Reproduce verbatim the lines of the items below that begin at the line containing "Trace the outline of every instance of the white" and stop after the line containing "M 278 0 L 161". Output only those lines.

Information supplied -
□ □ □ □ □ □ □

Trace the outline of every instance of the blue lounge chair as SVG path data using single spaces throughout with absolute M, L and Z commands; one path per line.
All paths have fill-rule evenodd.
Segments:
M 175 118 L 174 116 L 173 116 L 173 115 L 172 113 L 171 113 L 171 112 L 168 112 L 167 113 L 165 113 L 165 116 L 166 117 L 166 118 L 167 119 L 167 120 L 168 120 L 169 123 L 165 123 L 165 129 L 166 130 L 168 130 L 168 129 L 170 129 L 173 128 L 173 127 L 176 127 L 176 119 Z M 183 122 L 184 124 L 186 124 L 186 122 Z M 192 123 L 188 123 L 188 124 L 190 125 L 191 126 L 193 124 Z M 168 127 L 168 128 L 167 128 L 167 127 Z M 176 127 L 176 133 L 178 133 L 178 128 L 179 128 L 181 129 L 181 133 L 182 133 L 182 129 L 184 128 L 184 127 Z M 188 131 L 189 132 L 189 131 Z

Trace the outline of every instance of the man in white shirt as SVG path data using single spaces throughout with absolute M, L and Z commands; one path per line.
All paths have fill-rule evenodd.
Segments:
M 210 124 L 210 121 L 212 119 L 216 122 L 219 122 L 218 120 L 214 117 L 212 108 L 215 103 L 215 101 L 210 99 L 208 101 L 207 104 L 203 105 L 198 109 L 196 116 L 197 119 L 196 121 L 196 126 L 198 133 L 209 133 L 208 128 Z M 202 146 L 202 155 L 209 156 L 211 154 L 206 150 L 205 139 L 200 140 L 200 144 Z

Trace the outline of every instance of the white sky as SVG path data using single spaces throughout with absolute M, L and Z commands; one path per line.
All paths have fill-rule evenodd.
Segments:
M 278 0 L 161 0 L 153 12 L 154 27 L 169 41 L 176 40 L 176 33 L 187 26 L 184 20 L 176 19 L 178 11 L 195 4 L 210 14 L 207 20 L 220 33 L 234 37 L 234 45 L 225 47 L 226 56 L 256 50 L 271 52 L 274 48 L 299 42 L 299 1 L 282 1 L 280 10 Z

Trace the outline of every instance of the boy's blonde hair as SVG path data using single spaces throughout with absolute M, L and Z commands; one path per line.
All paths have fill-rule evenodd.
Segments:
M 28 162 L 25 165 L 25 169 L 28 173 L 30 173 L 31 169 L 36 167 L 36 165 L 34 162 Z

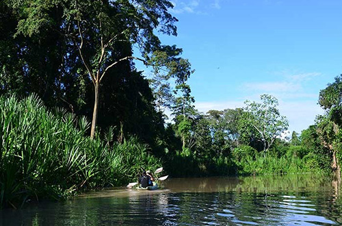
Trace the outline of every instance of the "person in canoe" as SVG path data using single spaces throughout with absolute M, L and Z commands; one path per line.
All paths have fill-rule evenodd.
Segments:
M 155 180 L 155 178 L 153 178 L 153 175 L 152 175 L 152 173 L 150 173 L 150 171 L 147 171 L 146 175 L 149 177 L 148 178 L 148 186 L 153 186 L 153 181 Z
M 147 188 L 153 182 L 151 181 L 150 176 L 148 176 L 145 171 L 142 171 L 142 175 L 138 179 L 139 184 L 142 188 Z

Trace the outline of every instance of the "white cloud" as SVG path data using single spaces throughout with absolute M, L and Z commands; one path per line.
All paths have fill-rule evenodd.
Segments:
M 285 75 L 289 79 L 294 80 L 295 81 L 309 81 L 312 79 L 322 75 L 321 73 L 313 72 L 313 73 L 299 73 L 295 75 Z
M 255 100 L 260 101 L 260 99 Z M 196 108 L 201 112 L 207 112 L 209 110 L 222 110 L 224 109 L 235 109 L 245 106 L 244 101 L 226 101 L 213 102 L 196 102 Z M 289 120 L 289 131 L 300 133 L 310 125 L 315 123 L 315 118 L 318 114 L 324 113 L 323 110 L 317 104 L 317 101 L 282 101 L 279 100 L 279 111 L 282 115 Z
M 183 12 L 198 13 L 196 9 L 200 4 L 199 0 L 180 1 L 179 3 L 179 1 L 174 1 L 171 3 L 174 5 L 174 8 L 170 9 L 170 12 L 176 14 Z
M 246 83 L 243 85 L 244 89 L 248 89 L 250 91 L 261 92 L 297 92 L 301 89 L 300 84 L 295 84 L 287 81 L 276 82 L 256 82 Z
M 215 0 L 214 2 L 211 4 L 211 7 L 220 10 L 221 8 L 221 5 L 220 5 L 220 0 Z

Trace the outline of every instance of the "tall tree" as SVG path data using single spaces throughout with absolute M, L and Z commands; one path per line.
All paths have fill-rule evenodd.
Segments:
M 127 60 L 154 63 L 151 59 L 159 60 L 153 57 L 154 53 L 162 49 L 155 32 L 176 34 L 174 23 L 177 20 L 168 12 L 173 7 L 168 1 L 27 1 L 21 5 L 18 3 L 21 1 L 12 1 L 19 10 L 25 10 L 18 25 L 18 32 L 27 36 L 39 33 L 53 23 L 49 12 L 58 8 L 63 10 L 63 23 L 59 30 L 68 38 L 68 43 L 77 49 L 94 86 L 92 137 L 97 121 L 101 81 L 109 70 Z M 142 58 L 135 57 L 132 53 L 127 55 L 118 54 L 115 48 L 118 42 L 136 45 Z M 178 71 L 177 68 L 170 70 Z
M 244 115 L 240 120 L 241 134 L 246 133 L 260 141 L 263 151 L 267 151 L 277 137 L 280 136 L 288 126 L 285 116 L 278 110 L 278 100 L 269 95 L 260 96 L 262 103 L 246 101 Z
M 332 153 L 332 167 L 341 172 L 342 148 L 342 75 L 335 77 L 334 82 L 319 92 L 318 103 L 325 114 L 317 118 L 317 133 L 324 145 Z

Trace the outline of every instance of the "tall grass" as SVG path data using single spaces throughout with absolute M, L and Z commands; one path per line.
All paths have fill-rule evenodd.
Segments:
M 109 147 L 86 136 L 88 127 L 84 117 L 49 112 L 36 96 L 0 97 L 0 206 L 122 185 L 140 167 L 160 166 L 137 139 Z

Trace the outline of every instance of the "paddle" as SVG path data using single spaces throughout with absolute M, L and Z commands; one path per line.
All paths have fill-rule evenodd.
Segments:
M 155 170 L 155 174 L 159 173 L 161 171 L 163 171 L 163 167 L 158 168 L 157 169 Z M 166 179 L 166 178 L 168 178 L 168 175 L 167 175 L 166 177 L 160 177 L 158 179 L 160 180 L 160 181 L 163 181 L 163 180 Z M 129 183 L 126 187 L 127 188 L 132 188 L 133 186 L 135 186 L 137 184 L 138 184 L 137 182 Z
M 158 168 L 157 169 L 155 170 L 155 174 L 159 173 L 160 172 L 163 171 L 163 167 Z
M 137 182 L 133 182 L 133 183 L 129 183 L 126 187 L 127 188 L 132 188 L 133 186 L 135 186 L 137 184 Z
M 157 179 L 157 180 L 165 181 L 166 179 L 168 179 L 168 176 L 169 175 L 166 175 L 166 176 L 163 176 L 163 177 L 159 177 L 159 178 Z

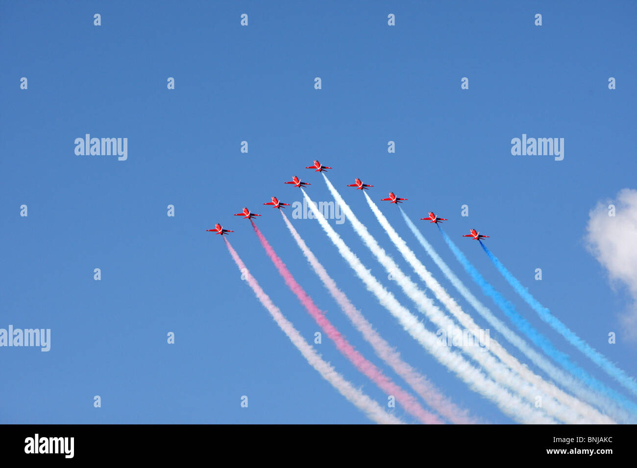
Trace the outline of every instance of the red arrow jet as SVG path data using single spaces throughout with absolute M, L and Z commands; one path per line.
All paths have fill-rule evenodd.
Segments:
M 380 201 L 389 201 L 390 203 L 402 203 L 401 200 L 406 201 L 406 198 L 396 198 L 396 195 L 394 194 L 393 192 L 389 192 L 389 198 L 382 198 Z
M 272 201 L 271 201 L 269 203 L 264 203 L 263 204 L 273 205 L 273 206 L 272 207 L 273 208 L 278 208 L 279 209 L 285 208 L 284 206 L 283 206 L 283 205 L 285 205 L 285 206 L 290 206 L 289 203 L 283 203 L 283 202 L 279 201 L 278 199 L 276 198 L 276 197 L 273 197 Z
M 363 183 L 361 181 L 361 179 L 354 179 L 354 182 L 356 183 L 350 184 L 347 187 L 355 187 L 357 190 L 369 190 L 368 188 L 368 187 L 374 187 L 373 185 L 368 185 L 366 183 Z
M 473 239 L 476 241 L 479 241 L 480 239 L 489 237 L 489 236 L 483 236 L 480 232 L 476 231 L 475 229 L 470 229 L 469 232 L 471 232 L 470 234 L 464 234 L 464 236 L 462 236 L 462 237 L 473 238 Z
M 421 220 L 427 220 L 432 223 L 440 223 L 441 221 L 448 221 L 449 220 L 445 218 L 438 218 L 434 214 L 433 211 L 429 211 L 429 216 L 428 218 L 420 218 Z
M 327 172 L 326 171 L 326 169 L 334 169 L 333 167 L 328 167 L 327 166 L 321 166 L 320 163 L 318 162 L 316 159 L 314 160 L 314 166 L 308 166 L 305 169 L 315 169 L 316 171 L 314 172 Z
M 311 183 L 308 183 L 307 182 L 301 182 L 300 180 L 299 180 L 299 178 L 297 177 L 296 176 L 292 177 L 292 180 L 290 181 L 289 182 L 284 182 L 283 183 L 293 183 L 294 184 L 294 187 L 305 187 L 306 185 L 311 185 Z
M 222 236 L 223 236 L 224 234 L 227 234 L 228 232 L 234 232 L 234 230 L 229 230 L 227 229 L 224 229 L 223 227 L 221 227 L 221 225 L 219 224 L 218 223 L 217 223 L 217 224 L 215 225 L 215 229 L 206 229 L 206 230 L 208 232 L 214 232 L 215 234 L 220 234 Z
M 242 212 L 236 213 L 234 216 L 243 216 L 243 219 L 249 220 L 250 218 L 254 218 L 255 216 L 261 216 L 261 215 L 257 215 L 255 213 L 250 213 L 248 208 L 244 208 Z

□ □ □ □ □ □ □

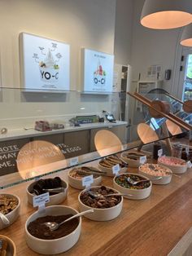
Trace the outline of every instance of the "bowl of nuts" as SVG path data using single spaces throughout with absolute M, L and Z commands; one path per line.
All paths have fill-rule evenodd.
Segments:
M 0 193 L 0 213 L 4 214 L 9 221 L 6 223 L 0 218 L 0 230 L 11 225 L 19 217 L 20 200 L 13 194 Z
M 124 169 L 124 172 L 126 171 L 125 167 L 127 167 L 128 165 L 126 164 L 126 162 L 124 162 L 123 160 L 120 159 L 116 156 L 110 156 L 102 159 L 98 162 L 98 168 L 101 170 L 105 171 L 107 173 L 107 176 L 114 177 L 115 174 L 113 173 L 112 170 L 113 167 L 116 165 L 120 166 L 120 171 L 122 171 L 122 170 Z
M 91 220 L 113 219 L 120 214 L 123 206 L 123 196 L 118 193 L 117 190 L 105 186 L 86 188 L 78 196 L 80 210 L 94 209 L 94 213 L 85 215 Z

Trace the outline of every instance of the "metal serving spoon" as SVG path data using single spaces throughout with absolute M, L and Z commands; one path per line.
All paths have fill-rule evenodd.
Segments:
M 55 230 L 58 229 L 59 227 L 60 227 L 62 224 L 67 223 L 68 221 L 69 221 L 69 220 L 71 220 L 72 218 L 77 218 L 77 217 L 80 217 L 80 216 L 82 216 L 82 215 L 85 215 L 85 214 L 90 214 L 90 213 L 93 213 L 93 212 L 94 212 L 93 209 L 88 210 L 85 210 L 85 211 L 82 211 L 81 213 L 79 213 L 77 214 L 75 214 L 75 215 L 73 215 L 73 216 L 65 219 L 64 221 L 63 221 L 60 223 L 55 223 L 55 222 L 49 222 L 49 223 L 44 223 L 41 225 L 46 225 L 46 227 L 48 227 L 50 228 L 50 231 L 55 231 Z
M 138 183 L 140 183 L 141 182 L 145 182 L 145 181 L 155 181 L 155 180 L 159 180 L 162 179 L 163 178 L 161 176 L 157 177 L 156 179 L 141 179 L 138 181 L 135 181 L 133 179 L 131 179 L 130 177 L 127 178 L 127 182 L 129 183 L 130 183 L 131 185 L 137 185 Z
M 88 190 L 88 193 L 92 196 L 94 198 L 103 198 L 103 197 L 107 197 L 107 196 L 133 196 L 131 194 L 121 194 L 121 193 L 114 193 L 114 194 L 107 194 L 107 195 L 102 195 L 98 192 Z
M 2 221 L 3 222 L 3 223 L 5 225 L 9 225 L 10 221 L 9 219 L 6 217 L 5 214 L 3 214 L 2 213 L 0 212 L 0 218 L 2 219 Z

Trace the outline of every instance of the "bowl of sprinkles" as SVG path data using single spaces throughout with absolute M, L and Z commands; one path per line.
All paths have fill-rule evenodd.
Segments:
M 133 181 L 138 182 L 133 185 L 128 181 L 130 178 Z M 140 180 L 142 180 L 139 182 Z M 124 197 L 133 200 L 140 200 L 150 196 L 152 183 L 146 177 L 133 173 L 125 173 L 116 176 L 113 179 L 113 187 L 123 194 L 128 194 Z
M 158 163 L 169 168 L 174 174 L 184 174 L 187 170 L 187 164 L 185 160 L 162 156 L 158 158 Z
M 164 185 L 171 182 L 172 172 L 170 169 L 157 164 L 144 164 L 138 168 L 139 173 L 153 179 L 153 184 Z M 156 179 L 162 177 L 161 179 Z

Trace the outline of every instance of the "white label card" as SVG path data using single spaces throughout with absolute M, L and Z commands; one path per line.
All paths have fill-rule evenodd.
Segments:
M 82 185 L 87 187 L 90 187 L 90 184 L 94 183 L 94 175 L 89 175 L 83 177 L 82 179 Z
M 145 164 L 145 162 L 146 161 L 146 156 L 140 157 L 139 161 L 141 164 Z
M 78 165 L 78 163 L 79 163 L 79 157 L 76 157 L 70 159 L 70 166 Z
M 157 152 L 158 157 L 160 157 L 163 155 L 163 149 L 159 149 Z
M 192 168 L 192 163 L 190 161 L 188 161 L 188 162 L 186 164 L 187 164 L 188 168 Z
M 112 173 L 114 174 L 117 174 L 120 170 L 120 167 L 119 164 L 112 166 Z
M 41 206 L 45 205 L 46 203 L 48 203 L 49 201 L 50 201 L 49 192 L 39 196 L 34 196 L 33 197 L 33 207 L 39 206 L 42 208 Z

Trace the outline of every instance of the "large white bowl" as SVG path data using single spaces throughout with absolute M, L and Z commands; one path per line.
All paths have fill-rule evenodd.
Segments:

□ □ □ □ □ □ □

Finished answer -
Trace the outline of every instance of the white sky as SVG path data using single spaces throughout with absolute M, L and Z commands; one path per line.
All paths have fill-rule evenodd.
Segments:
M 278 0 L 161 0 L 153 12 L 154 27 L 169 41 L 176 40 L 176 33 L 187 26 L 184 20 L 176 19 L 178 11 L 195 4 L 210 14 L 207 20 L 220 33 L 234 37 L 234 45 L 225 47 L 226 56 L 256 50 L 271 52 L 274 48 L 299 42 L 299 1 L 282 1 L 280 10 Z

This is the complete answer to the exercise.